-------- EXCERPTED PASSAGE --------

If you want more recent data on this point, please see our latest climate tech market report.

This chart, featured in our climate tech market deck, illustrates yearly VC funding for climate tech startups
Are customers buying climate tech, or just making pledges?
Customers are buying when the product solves a hard operating problem. They are much less reliable when the product only helps them look greener.
The strongest customer signal is actual capital spending. Global energy transition investment reached $2.3 trillion in 2025. That is bigger than the GDP of many major economies. It included $893 billion for electrified transport, $690 billion for renewable energy, and $483 billion for grid investment.
It shows the buyer is no longer only a sustainability team. It is utilities, automakers, fleet operators, grid operators, manufacturers, data-center developers, and infrastructure owners.
Corporate demand is also showing up in carbon removal, though in a narrower way. Durable carbon removal contracts hit record Q1 levels in 2026. CDR.fyi reported 2.3 million tonnes contracted in Q1 2026, roughly 5.6x Q1 2025. ClimeFi reported a similar acceleration, with Q1 2026 durable CDR contracts more than doubling year over year. That is customer demand, not just startup supply.

-------- SUPPLIED DATA --------

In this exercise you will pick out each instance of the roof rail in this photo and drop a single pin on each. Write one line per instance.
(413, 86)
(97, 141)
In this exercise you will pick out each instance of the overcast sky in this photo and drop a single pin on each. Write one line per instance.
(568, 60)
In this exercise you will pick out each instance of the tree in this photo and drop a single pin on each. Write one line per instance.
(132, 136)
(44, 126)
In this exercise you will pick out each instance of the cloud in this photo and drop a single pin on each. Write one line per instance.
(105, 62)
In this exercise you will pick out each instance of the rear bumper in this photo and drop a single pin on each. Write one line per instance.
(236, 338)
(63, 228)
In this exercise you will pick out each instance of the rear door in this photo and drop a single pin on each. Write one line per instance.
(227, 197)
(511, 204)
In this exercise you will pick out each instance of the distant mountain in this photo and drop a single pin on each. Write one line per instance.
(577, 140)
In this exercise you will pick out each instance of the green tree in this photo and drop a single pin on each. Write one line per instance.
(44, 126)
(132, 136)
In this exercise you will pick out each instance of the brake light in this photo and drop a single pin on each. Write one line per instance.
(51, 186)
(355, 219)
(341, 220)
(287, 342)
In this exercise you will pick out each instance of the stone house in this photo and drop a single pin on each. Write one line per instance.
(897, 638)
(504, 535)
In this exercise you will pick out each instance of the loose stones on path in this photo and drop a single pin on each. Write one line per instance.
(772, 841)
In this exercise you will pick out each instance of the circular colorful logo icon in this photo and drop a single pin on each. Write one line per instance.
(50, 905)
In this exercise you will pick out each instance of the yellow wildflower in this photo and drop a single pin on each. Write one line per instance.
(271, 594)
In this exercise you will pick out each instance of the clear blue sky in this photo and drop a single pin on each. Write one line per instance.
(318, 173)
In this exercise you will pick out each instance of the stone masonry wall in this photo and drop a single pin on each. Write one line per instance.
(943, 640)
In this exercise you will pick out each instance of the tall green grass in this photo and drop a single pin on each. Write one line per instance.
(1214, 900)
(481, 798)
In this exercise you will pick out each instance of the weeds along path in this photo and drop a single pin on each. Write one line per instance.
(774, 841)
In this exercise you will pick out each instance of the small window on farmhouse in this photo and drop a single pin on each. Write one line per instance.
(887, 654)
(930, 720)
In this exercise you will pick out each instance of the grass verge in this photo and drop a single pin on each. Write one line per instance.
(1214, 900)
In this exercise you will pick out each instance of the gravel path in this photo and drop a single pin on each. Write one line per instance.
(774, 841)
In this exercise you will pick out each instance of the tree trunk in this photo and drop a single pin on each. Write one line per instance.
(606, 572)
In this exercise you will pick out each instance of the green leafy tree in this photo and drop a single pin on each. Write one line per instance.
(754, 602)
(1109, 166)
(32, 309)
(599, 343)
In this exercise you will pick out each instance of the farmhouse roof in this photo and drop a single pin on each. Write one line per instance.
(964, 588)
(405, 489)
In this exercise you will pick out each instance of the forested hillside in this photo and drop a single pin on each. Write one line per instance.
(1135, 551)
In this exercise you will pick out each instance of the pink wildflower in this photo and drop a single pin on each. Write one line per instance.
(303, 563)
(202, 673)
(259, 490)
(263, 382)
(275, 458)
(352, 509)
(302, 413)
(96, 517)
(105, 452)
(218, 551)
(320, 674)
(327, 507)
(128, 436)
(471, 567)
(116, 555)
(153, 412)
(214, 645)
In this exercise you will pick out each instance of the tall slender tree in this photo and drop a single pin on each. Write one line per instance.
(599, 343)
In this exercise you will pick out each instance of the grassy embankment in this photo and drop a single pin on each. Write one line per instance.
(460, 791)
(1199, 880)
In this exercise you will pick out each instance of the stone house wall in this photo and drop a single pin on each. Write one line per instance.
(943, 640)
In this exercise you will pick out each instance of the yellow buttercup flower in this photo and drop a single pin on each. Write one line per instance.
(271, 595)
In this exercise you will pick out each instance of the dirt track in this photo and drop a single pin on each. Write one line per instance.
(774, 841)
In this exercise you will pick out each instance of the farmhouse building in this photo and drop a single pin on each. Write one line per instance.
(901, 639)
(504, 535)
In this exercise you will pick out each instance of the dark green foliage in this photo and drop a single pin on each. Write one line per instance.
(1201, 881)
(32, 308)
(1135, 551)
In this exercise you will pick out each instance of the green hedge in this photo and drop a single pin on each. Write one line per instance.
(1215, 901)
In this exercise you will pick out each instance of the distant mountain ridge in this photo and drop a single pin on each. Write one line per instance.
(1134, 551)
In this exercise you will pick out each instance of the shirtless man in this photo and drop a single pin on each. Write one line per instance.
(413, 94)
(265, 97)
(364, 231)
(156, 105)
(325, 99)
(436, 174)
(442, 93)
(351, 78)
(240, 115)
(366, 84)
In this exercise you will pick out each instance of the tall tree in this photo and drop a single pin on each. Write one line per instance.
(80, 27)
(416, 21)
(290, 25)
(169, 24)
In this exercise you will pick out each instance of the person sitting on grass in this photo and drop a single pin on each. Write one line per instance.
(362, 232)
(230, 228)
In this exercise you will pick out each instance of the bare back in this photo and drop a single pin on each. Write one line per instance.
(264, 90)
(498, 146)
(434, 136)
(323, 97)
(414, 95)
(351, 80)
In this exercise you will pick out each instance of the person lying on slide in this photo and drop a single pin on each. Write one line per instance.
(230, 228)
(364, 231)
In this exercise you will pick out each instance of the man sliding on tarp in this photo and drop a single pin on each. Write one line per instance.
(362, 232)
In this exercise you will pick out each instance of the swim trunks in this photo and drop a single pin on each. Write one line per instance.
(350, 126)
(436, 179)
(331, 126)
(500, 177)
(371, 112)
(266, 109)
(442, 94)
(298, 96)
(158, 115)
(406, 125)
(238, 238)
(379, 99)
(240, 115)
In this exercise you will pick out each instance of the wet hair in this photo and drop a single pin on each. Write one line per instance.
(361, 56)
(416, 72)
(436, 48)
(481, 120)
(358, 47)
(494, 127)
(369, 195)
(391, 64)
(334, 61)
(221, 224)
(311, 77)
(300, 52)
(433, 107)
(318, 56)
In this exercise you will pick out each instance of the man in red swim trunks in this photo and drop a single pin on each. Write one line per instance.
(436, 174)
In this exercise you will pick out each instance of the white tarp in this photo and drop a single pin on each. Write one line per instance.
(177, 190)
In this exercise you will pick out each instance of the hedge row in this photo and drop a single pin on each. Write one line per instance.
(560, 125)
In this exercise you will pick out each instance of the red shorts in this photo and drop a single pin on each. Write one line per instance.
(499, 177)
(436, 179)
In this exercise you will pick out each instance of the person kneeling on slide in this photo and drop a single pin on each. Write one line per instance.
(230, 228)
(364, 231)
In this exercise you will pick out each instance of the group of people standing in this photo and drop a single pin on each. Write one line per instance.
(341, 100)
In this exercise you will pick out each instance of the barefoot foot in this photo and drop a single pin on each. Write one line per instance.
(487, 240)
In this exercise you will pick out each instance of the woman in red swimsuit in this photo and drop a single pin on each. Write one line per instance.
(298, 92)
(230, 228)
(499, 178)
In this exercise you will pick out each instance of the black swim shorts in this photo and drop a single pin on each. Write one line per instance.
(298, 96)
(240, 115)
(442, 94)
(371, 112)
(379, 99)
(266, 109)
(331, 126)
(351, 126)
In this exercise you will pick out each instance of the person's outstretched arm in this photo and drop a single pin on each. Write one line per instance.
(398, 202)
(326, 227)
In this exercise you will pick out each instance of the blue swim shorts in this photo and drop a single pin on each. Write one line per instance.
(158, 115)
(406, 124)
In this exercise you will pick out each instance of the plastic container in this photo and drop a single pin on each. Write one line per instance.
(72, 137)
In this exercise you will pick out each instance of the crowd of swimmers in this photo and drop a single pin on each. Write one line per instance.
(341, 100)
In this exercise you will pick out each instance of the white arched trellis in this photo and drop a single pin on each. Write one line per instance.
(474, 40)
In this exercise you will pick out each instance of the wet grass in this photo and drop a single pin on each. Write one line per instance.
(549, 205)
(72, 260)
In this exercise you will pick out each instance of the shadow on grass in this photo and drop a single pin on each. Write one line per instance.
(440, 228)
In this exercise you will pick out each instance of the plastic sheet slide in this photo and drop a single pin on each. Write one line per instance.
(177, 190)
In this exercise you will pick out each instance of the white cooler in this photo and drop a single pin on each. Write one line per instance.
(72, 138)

--------

◆ CHALLENGES
[a] In the climate tech passage, what was the total global energy transition investment in 2025?
[b] Turn the paragraph of the climate tech passage that begins "The strongest customer signal" into a short bulleted list that keeps its main facts.
[c] Carry on the climate tech passage, picking up right after its last sentence.
The data have no connection to the climate tech passage.

◆ ANSWERS BY TASK
[a] It reached $2.3 trillion.

[b]
- Actual capital spending is the strongest customer signal.
- Global energy transition investment reached $2.3 trillion in 2025, more than the GDP of many major economies.
- This included $893 billion for electrified transport.
- It included $690 billion for renewable energy.
- It included $483 billion for grid investment.

[c]
But the weak signal is important too. Green hydrogen still has trouble turning announcements into bankable offtake. Residential solar demand in the U.S. fell sharply after incentives changed. Some clean manufacturing projects were cancelled when policy and economics got worse. That tells us customers are not buying “climate” in the abstract.
So, climate tech demand is growing where the buyer already has a painful budget problem.
Is the grid the real climate tech winner right now?
The grid looks like one of the strongest climate tech markets right now.
This is not because the grid suddenly became fashionable but because everything else is hitting the same bottleneck: renewables need interconnection, EVs need charging, factories need electrification, AI needs power, and utilities need reliability. When one bottleneck blocks many markets, money flows toward it.
GE Vernova is the clearest public-company signal. In Q1 2026, its total orders rose 71% organically to $18.3 billion. Its backlog reached $163 billion. As seen above, its electrification segment booked $2.4 billion of data-center-related equipment orders in just one quarter. That is big: we see customers fighting for transformers, switchgear, grid equipment, and power infrastructure.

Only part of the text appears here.